Data for processing »
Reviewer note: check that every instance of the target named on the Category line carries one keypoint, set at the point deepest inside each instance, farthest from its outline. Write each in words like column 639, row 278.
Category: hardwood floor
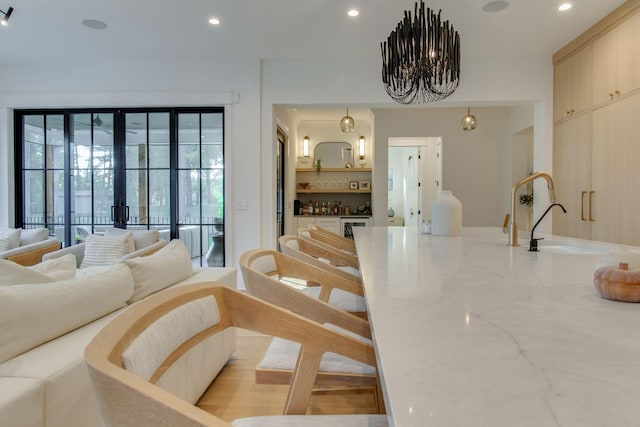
column 234, row 393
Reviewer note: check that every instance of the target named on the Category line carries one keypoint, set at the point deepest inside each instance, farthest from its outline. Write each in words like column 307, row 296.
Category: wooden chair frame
column 326, row 242
column 310, row 253
column 118, row 390
column 266, row 286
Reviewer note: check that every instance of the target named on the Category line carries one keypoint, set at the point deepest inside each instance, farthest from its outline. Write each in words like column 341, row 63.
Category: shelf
column 343, row 191
column 334, row 170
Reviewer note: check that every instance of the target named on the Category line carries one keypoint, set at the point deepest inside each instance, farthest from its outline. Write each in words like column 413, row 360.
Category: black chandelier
column 421, row 58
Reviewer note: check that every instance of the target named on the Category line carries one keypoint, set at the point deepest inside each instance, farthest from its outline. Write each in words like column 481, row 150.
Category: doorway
column 280, row 180
column 414, row 178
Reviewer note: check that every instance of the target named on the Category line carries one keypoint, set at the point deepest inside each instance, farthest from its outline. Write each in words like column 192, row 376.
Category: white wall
column 511, row 82
column 471, row 161
column 255, row 89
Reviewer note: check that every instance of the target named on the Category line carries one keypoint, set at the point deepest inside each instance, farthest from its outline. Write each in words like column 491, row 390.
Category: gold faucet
column 513, row 227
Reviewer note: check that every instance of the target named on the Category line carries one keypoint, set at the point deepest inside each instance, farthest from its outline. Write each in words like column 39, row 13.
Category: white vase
column 446, row 215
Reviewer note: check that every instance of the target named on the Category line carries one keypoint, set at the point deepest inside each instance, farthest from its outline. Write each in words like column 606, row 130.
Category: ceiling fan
column 107, row 128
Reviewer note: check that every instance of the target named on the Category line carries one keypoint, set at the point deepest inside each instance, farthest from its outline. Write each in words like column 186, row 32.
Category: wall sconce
column 5, row 19
column 305, row 146
column 347, row 123
column 469, row 121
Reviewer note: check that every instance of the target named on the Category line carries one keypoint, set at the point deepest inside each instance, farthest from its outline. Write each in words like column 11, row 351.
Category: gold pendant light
column 346, row 123
column 469, row 121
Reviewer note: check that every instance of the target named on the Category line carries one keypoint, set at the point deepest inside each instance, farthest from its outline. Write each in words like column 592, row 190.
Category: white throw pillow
column 141, row 238
column 34, row 314
column 12, row 236
column 105, row 250
column 12, row 273
column 160, row 270
column 28, row 237
column 61, row 268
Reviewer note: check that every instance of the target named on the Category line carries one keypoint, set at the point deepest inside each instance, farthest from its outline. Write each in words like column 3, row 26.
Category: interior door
column 148, row 169
column 92, row 174
column 280, row 180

What is needed »
Copy the material above word for word, every line of it, but leave the picture out of your answer.

Task result »
Reviewer note: check that every instance of the target named on the Category line carries one keypoint, set at the point deepest inside each instance, farthest from its outline. Write each in words like column 639, row 278.
Category: hardwood floor
column 234, row 393
Reviewer note: check that every instance of the target named on the Category line carries one keypoint, set at the point deepest inside each instance, farthest from its outline. Write each in words like column 307, row 296.
Category: wooden chair frame
column 326, row 242
column 310, row 253
column 118, row 390
column 266, row 286
Reviewer note: check that every instance of the target named on the Category line carries one keypoint, set at the point deepest inside each instance, farthest from its outline. Write each in words like column 341, row 63.
Category: shelf
column 343, row 191
column 334, row 170
Reviewer note: check that every instance of the target named on the Category line carries one keypoint, set at the point deepest inside each instance, farthest from its outline. Write each in words like column 413, row 360.
Category: black chandelier
column 421, row 58
Reviewer note: check that every instance of the target named on the Category line carries one keypoint, set at the point deepest inside each instance, farthest from its outline. Write each in words like column 481, row 150.
Category: doorway
column 280, row 180
column 414, row 178
Reviewer note: check that every instance of the target named on the Category line carries one keypoint, set at the point deepest inside each instance, farthest from its outline. Write each in words like column 192, row 376.
Category: white wall
column 511, row 82
column 471, row 161
column 255, row 89
Reviewer note: check that every instance of the target named on the Category line carries one keypoint, set at the point deepest inside each instance, farthest from its outline. Write each in words like column 491, row 390.
Category: gold faucet
column 513, row 227
Reviewer note: check that every instance of the target named on the Category line carries one keypoint, set at the point deepest inside each instance, farthest from its outline. Write each in words like column 39, row 13.
Category: white vase
column 446, row 215
Reviewer note: check that every instance of the target named on the Category line carries one keypoint, set at the point deepest inside each instance, farthest from its outline. Write each in words like column 606, row 130.
Category: ceiling fan
column 107, row 128
Reviewer note: check that every instance of the target named on the Category line carries one keypoint, set at the point deepest inside each instance, farthest from its outline. Write each in words like column 186, row 32.
Category: wall sconce
column 5, row 19
column 305, row 146
column 347, row 123
column 469, row 121
Reviewer note: check that every instance of the target named on the Category line carries one keypoint, set at the point deepest inside each instance, farthest from its outline. Write each in words like column 11, row 351.
Category: gold pendant light
column 346, row 123
column 469, row 121
Reviewer note: check that every instance of the target named on the Category line carries one keypoint, set at the point deepest inside each instance, farthest from its outline. Write each in words like column 592, row 190.
Category: white throw pillow
column 141, row 238
column 34, row 314
column 12, row 236
column 105, row 250
column 12, row 273
column 160, row 270
column 28, row 237
column 61, row 268
Reviewer note: check that every instance of the target named on the Category line carries one keypoint, set at the point deepest inside each instance, farthest from its outline. Write each in words like column 3, row 26.
Category: interior door
column 148, row 169
column 92, row 174
column 280, row 180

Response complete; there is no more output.